__Assignment__: Please continue the passage about physicians and hospitals moving to an ACO model, picking up after its last sentence.

__Extract to read__:

In addition to fronting the capital to switch to an ACO system, physicians and healthcare facilities also must rethink their traditional methods of operating.
“Historically, we have been trained to do things in an opposite way,” Wessels says. “Physicians are having to change quickly, and healthcare organizations were originally set up based on a compensation model that is changing before their eyes.”
Participation and leadership from physicians is vital in making ACOs work, according to Woodson. But in many places, the deeper pockets of a local hospital or hospital group are required to finance the technology, staff and other upfront costs associated with launching an ACO. While hospitals may be needed to make an ACO work, they also can “become a cost center” when the model takes off, as the emphasis will be on treating patients in medical offices and keeping them out of the hospital to cut costs, Woodson says.
It can be challenging to undertake the prospect of an ACO while maintaining “the mindset of redefining value to everyone,” Tomchaney adds. “The goal has to be an outcome of better care at a much lower cost.”
Finally, ACOs just won’t work well in all areas. “Not every geographic location can be an ACO area,” Wessels says. “You can’t stack incentives in every place. The majority of the impact of ACOs will be in population centers.”
For hospitals and physicians who are considering a move to an ACO or similar coordinated care model, it’s helpful to have a broad understanding of the cultural transformation risk. When Sg2 clients consider launching such a collaboration, “we caution them that going into this model is very risky,” Woodson says. “You need to understand what your financial exposure is going to be. And be deliberate about your timing: Don’t be reactive.”

__Supplied material__:
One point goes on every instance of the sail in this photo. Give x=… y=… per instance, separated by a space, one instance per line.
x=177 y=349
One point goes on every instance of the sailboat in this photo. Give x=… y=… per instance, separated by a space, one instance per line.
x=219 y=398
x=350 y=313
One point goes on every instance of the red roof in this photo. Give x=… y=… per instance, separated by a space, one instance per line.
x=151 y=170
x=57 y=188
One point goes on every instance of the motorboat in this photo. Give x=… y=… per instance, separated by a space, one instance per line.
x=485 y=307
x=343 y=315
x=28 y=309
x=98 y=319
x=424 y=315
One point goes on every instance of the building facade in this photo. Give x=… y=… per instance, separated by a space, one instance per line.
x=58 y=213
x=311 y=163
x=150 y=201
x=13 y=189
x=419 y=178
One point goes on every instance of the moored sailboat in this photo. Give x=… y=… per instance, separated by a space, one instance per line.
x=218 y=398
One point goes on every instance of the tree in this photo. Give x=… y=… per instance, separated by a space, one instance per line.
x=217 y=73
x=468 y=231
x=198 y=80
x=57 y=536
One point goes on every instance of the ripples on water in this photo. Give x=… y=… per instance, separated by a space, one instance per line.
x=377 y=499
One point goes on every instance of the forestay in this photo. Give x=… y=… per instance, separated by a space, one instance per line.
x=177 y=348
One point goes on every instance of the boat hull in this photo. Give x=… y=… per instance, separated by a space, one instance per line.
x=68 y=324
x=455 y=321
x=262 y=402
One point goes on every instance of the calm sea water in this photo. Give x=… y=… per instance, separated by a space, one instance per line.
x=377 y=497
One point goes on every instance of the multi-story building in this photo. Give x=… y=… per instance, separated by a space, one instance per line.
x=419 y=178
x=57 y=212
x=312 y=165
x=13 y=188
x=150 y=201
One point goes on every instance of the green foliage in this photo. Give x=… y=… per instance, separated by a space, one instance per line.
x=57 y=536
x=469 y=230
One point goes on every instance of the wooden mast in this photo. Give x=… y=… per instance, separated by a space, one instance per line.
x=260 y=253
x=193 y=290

__Result__:
To make an ACO work, advanced systems for transferring information are required. In many organizations, a switch to electronic medical records and the use of mobile devices such as smart phones and tablet computers may have set the groundwork for a successful ACO, Tomchaney says.
In addition to providing systems for various providers to communicate with each other about patient care, successful ACOs also utilize technology to get patients more involved in their own care.
“You have to have a transformation of the care management process that lets you reach out to patients in ways you haven’t before,” Tomchaney says. “For instance, at Franciscan Alliance we have a patient portal that allows patients to get online to see their lab results, make their own appointments and do other tasks. That helps empower the patient to be more accountable in their own care.”
While not every healthcare organization is rushing to form an ACO, there is widespread agreement that the future model of providing care will look different from today.
“Many of our clients see this as a transition model,” Woodson says. “It may not necessarily be the way we’ll end up, but it is a change that is moving us on the way to where we’re going.”
What will the end result look like? Nobody can be sure, but there is likely to be considerable variation, Woodson says. For instance, in some rural areas, ACOs may not be feasible. Academic medical centers may have relationships with ACOs but not be a part of one. Each facility and group of providers must consider the needs and resources of their local communities.
Even if forming an ACO is not the answer for your organization, it’s important to be asking questions and looking for the right solution.
“The current costs of healthcare are not sustainable,” Tomchaney says. “The country is aging. If we think we have issues today, think of what it will be like 10 years from now, with no more money and more people needing healthcare. We are clearly at a tipping point. This reality isn’t going to go away, no matter the outcome of the upcoming presidential election. The need for more coordinated care is here to stay, no matter what.”